**Gösterilen metin:**
⁂
Gerçekleştirilmesi için altı aylık süre tanınan uyum yasalarından önce, TBMM içtüzüğünün değişmesi konusu 7 Temmuz 2017 itibariyle gündeme alındı. AK Parti - MHP ikilisi tarafından hazırlanan 18 maddelik teklif geçtiğimiz günlerde Anayasa Komisyonunda görüşülüp kabul edildikten sonra genel kurul aşamasına geldi. Birkaç gün sonra nihai görüşme ve oylama yapılacak.
Meclisi Başkanı İsmail Kahraman’ın tüzük teklifini hazırlamak üzere parlamentoda bulunan dört partinin ortak komisyonda bir araya gelmesi çağrısı ise, “Yeni sistemde parlamentonun tamamen etkisiz hale getirildiğini, bu nedenle böyle bir işleyişe alet olmayacaklarını” ifade eden CHP ve HDP tarafından anında reddedilmişti.
İçtüzük değişikliğinde uzlaşma ihtimal dışı
Kendi hazırladıkları tüzük değişikliğini Anayasa Komisyonuna getiren AK Parti ve MHP ile diğer muhalefet partileri arasındaki iç tüzük tartışmaları, doğal olarak referandum döneminde gördüğümüz rejim tartışmalarının devamı şeklinde ve aşağı yukarı aynı sertlikte cereyan etti.
Parti temsilcilerinin yaptıkları açıklamalar bu kapsamda suçlama ve ithamlarla sürdü.
Görülen o ki, anayasa değişikliği döneminde sağlanamayan mutabakatın, kurum ve kuralları yeni sisteme uyarlama çalışmaları döneminde gerçekleşmesi, siyasal realite gereği boş bir beklenti olacak.
TBMM içtüzüğü yılların sorunu olsa ve siyasal partiler farklı yaklaşımlara sahip olsalar bile, değişmesi noktasında buluşuyorlardı. Hattâ önceki dönemlerde partilerin üzerinde anlaştığı hazırlıklar bile olmuştu.
⁂
**Ham veri:**
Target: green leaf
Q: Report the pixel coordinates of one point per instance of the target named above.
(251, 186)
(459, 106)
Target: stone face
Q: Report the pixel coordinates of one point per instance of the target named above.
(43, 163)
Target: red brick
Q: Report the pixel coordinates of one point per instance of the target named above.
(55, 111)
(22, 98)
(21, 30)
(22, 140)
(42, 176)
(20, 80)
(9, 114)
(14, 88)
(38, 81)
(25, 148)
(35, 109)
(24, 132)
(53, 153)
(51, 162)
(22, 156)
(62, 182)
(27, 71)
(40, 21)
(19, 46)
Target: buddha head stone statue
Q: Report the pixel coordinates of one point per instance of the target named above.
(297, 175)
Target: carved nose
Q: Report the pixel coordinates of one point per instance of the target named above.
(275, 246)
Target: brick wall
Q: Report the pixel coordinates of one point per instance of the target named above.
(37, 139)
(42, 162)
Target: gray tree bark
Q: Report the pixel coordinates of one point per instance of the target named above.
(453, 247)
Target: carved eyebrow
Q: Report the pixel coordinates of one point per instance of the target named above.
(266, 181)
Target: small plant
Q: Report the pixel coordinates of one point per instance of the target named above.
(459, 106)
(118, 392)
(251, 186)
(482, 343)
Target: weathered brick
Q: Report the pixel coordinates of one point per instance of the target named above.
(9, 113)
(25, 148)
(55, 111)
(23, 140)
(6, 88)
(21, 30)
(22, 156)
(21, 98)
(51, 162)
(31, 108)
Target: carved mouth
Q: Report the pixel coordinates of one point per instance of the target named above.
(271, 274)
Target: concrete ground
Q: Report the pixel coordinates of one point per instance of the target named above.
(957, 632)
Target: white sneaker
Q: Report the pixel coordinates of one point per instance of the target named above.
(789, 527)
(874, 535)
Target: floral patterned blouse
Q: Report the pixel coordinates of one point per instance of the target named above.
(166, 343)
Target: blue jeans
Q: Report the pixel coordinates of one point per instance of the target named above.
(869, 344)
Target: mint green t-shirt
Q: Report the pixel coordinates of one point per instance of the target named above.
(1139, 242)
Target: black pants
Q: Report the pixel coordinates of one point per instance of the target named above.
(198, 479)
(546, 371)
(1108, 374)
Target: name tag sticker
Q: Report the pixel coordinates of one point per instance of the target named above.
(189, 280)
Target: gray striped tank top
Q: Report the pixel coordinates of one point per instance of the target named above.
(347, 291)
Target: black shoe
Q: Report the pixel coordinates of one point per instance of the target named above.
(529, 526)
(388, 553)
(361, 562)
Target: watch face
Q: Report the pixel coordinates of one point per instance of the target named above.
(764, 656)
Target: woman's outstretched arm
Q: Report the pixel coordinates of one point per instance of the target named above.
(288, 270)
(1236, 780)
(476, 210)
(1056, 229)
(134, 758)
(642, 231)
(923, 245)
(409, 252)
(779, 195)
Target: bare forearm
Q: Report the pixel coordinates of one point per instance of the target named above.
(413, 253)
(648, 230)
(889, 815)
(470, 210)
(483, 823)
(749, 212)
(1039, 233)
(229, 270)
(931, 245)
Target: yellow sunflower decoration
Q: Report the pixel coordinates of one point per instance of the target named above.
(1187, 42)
⁂
**Yazılı talep:** TBMM içtüzüğü değişikliğini anlatan metni son cümlesinden itibaren sürdürün. Kayıtlar başka bir kaynaktan alınmıştır.

**Nihai sonuç:**
Ancak, rejimi köklü değişimlere uğratan 16 Nisan 2017 anayasa referandumu sonrasında, bu değişikliğe kökten karşı olan CHP ve HDP’nin bakışının esastan değişmesi de anlaşılır bir durumdur.
Sorunlar üst üste yığılmaya başladı
Bunlardan dolayı, TBMM içtüzüğünü ve yasaları yeni siyasal rejimle -- yani cumhurbaşkanlığı hükümet sistemiyle -- uyumlulaştırma çalışmalarına tanık olacağımız önümüzdeki yasama döneminde, toplumsal kutuplaşmanın daha da artmasını ve siyasal iklimin daha fazla sertleşmesini beklemek karamsarlık sayılmaz.
Büyükada’da toplantı yapan insan hakları örgütlerinin (ikisi yabancı) temsilci ve bazı aktivistlerinin tutuklanması sonucu, özellikle Almanya ile başlayıp derinleşme eğilimi gösteren kriz, Türkiye açısından zaten bıçak sırtı giden uluslararası ilişkileri de iyice zora sokmuş görünüyor.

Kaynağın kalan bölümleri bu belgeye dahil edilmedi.